» EXERCISE GOAL
All of the material must be duplicated exactly, line by line.

################

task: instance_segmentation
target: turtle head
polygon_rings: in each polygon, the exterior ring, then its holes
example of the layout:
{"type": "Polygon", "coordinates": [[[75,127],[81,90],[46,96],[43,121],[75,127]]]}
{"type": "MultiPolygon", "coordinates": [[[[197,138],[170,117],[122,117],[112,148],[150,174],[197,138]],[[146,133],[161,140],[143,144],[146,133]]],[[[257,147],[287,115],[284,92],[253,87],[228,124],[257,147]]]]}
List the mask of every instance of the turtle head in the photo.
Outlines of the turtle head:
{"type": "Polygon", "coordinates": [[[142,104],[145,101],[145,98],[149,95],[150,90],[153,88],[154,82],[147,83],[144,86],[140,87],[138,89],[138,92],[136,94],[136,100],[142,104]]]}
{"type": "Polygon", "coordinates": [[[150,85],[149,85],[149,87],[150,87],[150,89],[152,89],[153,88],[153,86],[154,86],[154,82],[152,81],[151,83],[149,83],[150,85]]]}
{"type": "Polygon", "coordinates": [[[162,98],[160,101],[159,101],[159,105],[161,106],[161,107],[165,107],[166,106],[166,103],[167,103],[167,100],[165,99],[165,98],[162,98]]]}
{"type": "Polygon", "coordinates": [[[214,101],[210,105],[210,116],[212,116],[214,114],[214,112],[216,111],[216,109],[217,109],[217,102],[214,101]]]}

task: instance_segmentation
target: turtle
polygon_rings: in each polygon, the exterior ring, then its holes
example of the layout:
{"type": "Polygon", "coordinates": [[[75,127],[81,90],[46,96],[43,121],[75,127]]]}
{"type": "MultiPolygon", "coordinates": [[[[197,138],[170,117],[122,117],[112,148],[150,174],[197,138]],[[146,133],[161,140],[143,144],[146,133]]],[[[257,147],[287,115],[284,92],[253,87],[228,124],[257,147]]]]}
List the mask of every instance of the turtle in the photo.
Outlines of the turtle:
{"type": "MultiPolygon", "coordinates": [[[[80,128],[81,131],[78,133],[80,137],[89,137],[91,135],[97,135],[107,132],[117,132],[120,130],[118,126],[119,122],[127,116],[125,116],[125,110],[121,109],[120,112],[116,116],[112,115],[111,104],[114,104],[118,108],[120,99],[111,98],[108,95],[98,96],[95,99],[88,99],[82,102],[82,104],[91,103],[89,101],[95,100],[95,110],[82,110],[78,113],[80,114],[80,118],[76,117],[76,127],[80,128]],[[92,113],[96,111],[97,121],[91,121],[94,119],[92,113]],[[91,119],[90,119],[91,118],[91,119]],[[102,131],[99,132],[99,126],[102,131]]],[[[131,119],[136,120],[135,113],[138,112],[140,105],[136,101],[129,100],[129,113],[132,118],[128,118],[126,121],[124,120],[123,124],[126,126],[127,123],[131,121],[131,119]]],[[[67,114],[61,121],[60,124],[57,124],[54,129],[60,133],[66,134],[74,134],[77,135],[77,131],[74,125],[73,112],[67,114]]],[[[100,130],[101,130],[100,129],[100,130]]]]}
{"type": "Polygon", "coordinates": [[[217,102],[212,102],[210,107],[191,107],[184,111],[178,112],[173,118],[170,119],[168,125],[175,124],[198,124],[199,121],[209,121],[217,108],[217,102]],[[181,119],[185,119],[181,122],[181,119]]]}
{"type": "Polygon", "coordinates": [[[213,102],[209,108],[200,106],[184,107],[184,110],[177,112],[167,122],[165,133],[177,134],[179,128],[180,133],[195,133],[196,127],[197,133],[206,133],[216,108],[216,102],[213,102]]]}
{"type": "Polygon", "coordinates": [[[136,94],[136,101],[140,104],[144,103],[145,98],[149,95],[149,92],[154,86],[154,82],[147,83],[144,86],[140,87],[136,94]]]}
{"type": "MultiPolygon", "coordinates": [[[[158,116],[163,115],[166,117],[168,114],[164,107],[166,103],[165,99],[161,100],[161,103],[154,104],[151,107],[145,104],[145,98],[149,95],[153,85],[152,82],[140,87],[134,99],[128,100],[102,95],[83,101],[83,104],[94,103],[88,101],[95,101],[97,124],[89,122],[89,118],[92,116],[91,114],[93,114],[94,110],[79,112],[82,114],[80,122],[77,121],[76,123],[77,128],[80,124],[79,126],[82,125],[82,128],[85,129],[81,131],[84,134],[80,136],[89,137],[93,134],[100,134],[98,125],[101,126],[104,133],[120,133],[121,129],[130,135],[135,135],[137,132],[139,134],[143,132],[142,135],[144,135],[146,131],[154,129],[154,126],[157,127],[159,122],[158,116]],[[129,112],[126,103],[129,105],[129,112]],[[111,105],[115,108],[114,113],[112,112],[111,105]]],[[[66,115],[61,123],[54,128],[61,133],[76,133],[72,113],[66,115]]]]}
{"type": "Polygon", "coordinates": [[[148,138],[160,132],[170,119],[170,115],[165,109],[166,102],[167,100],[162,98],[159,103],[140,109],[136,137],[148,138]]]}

################

» WRITTEN ANSWER
task: instance_segmentation
target: turtle head
polygon_rings: in each polygon, the exterior ring, then its holes
example of the layout:
{"type": "Polygon", "coordinates": [[[75,127],[81,90],[46,96],[43,121],[75,127]]]}
{"type": "MultiPolygon", "coordinates": [[[[197,138],[170,117],[122,117],[112,148],[150,174],[197,138]],[[146,133],[161,140],[143,144],[146,133]]],[[[257,147],[287,115],[284,92],[253,87],[228,124],[257,147]]]]}
List the mask of every instance of the turtle head in the photo.
Outlines of the turtle head:
{"type": "Polygon", "coordinates": [[[142,104],[145,101],[145,98],[149,95],[150,90],[153,88],[154,82],[147,83],[144,86],[140,87],[138,89],[138,92],[136,94],[136,100],[142,104]]]}
{"type": "Polygon", "coordinates": [[[150,85],[149,85],[149,87],[150,87],[150,89],[152,89],[153,88],[153,86],[154,86],[154,82],[152,81],[151,83],[149,83],[150,85]]]}
{"type": "Polygon", "coordinates": [[[162,98],[160,101],[159,101],[159,105],[161,106],[161,107],[165,107],[166,106],[166,103],[167,103],[167,100],[165,99],[165,98],[162,98]]]}
{"type": "Polygon", "coordinates": [[[214,101],[210,105],[210,116],[212,116],[214,114],[214,112],[216,111],[216,109],[217,109],[217,102],[214,101]]]}

task: instance_segmentation
target: turtle
polygon_rings: in each polygon, the exterior ring, then its holes
example of the layout:
{"type": "Polygon", "coordinates": [[[75,127],[81,90],[46,96],[43,121],[75,127]]]}
{"type": "MultiPolygon", "coordinates": [[[[197,138],[170,117],[122,117],[112,148],[150,174],[197,138]],[[146,133],[161,140],[143,144],[146,133]]],[[[257,147],[287,115],[284,92],[253,87],[228,124],[257,147]]]]}
List the mask of every instance of the turtle in the photo.
Outlines of the turtle:
{"type": "MultiPolygon", "coordinates": [[[[80,128],[81,131],[78,133],[80,137],[89,137],[91,135],[97,135],[107,132],[117,132],[120,130],[118,126],[119,122],[127,116],[125,116],[125,110],[121,109],[120,112],[116,116],[112,115],[111,104],[114,104],[118,108],[120,99],[111,98],[108,95],[98,96],[95,99],[88,99],[82,102],[82,104],[91,103],[89,101],[95,100],[95,110],[82,110],[78,113],[80,114],[80,118],[76,117],[76,127],[80,128]],[[92,113],[96,111],[97,121],[91,121],[94,119],[92,113]],[[91,119],[90,119],[91,118],[91,119]],[[102,131],[99,132],[99,126],[102,131]]],[[[131,119],[136,120],[135,113],[138,112],[140,105],[136,101],[129,100],[129,113],[132,118],[128,118],[126,121],[124,120],[123,124],[126,126],[127,123],[131,121],[131,119]]],[[[67,114],[61,121],[60,124],[57,124],[54,129],[60,133],[66,134],[74,134],[77,135],[77,131],[74,125],[73,112],[67,114]]],[[[100,130],[101,130],[100,129],[100,130]]]]}
{"type": "Polygon", "coordinates": [[[217,102],[212,102],[210,107],[191,107],[184,111],[178,112],[173,118],[170,119],[168,125],[175,124],[198,124],[199,121],[209,121],[217,108],[217,102]],[[181,119],[185,119],[181,122],[181,119]]]}
{"type": "Polygon", "coordinates": [[[213,102],[209,108],[200,106],[184,107],[184,110],[177,112],[167,122],[165,133],[177,134],[179,128],[180,133],[195,133],[196,127],[197,133],[206,133],[216,108],[216,102],[213,102]]]}
{"type": "Polygon", "coordinates": [[[136,94],[136,101],[140,104],[144,103],[145,98],[149,95],[149,92],[154,86],[154,82],[147,83],[144,86],[140,87],[136,94]]]}
{"type": "MultiPolygon", "coordinates": [[[[158,116],[163,115],[166,117],[168,114],[164,107],[166,103],[165,99],[161,100],[161,103],[154,104],[151,107],[145,104],[145,98],[149,95],[153,85],[152,82],[140,87],[134,99],[128,100],[102,95],[83,101],[83,104],[94,103],[88,101],[95,101],[97,124],[89,122],[89,118],[92,116],[91,114],[93,114],[94,110],[79,112],[82,114],[80,122],[77,121],[76,123],[77,128],[80,124],[79,126],[82,125],[82,128],[85,129],[81,131],[84,134],[80,136],[89,137],[93,134],[100,134],[98,125],[101,126],[104,133],[120,133],[121,129],[130,135],[135,135],[137,132],[139,134],[143,132],[142,135],[144,135],[146,131],[154,129],[154,126],[157,127],[159,122],[158,116]],[[129,112],[126,103],[129,105],[129,112]],[[111,105],[115,108],[114,113],[112,112],[111,105]]],[[[66,115],[61,123],[54,128],[61,133],[76,133],[72,113],[66,115]]]]}
{"type": "Polygon", "coordinates": [[[148,138],[160,132],[170,119],[170,115],[165,109],[166,102],[167,100],[162,98],[159,103],[140,109],[136,137],[148,138]]]}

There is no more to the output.